--- Consigne a ---
Reprenez le passage du texte fourni compris entre « Pour nombre d’observateurs, les » et « l’élection de Fatshi. », bornes incluses, en remplaçant « évêques » par « prélats ».

--- Texte fourni ---
——————
Pour nombre d’observateurs, les considérations sociologiques, géopolitiques et sentimentales passeraient avant le mot d’ordre de la puissante organisation de l’Eglise catholique rd congolaise.

C’est suffisamment rare pour être souligné. Effet Fatshi ? Les Congolais enregistrent des sons de cloche discordants au sein de la Conférence épiscopale nationale du Congo (CENCO). Après l’élection confirmée du nouveau Chef de l’Etat Félix Antoine Tshisekedi, les évêques de la RD Congo semblent ne plus émettre d’une même voix. Bien au contraire. Les princes de l’Eglise catholique donnent l’impression d’éclater en deux blocs. D’un côté, les évêques de l’Ouest. De l’autre, ceux du Centre. Pour preuve, les différentes réactions contradictoires à l’élection de Fatshi.
——————
--- Enregistrements extraits ---
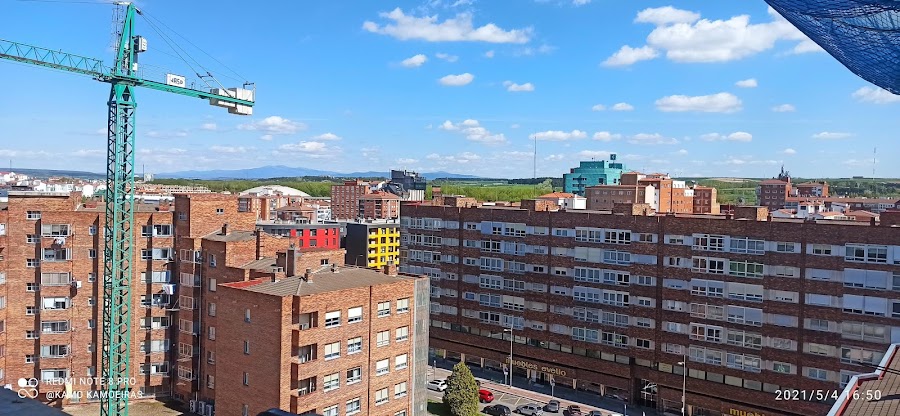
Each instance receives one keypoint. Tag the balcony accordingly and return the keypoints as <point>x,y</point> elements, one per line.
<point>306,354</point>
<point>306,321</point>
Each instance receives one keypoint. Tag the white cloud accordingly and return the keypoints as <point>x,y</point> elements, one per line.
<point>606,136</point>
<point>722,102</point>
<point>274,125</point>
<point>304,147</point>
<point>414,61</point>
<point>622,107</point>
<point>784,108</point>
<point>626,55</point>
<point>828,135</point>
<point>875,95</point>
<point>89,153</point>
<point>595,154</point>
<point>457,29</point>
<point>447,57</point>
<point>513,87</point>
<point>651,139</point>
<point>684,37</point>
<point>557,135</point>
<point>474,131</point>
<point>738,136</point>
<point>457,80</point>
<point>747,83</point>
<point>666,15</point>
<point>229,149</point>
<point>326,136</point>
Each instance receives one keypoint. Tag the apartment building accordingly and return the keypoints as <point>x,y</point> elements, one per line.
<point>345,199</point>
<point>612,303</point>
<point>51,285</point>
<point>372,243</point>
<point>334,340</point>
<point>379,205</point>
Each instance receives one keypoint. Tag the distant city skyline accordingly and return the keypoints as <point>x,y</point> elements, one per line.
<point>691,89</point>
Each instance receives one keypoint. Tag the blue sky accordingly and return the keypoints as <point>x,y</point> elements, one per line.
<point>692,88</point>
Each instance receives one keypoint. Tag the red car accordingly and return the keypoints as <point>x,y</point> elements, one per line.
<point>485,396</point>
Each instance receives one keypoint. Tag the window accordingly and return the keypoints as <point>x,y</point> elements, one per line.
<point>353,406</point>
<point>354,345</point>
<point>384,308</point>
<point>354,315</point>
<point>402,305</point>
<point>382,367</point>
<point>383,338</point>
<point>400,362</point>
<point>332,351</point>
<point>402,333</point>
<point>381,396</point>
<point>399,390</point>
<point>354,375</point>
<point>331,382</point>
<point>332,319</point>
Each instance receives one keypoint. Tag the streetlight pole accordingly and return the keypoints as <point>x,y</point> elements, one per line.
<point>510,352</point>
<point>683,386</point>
——————
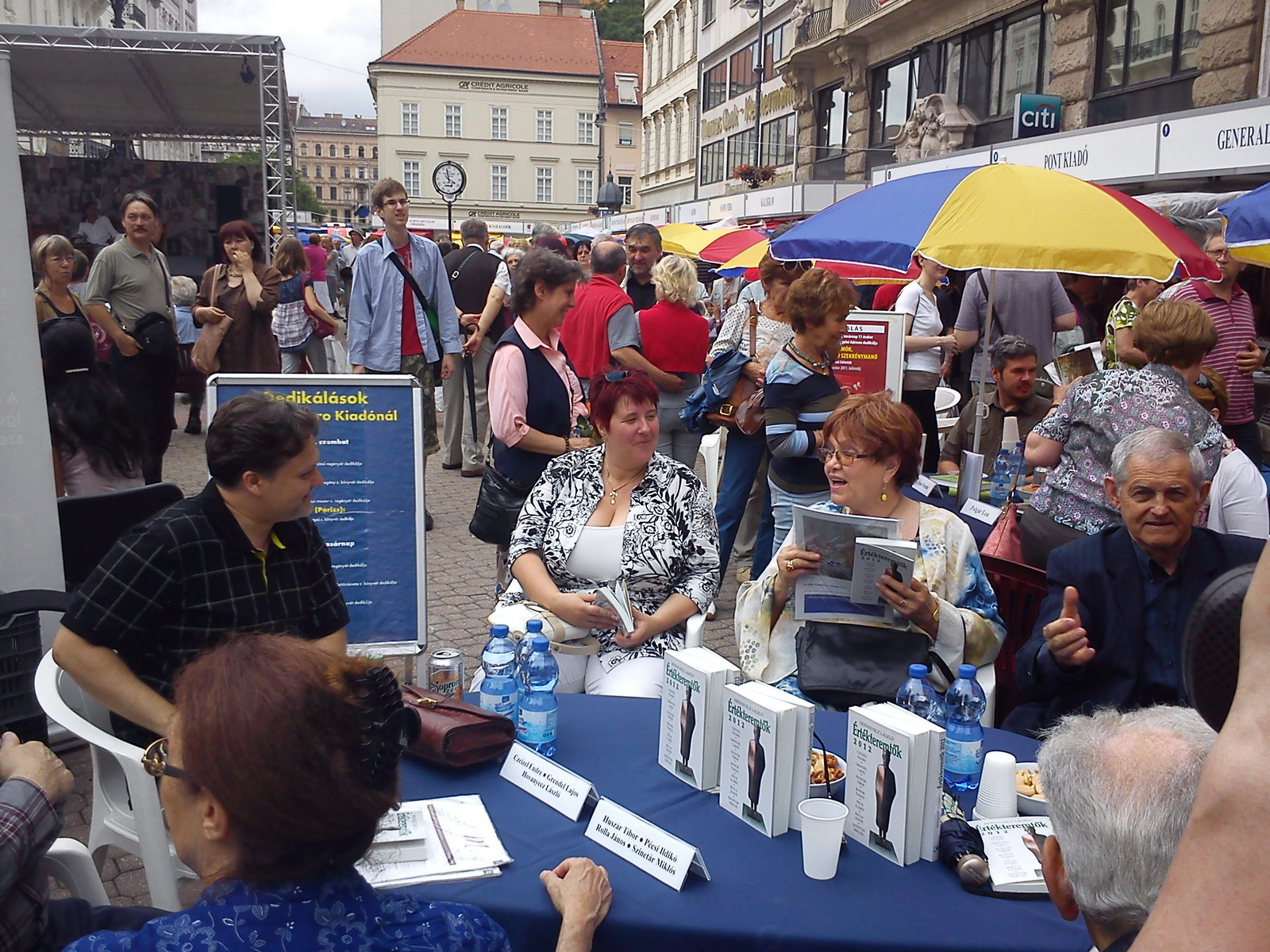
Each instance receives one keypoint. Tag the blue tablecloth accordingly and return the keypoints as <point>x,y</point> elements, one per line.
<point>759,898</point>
——————
--- Consigne b ---
Transcrivez sous forme de liste numérotée, sans les lignes vides, les lignes des enregistrements situées entre celle qui contient « Each instance receives one keypoint. Tag the blue tablecloth » et celle qui contient « <point>759,898</point> », toutes deux incluses.

--- Corrigé complet a ---
Pour nombre d’observateurs, les considérations sociologiques, géopolitiques et sentimentales passeraient avant le mot d’ordre de la puissante organisation de l’Eglise catholique rd congolaise.

C’est suffisamment rare pour être souligné. Effet Fatshi ? Les Congolais enregistrent des sons de cloche discordants au sein de la Conférence épiscopale nationale du Congo (CENCO). Après l’élection confirmée du nouveau Chef de l’Etat Félix Antoine Tshisekedi, les prélats de la RD Congo semblent ne plus émettre d’une même voix. Bien au contraire. Les princes de l’Eglise catholique donnent l’impression d’éclater en deux blocs. D’un côté, les prélats de l’Ouest. De l’autre, ceux du Centre. Pour preuve, les différentes réactions contradictoires à l’élection de Fatshi.

--- Corrigé complet b ---
1. Each instance receives one keypoint. Tag the blue tablecloth accordingly and return the keypoints as <point>x,y</point> elements, one per line.
2. <point>759,898</point>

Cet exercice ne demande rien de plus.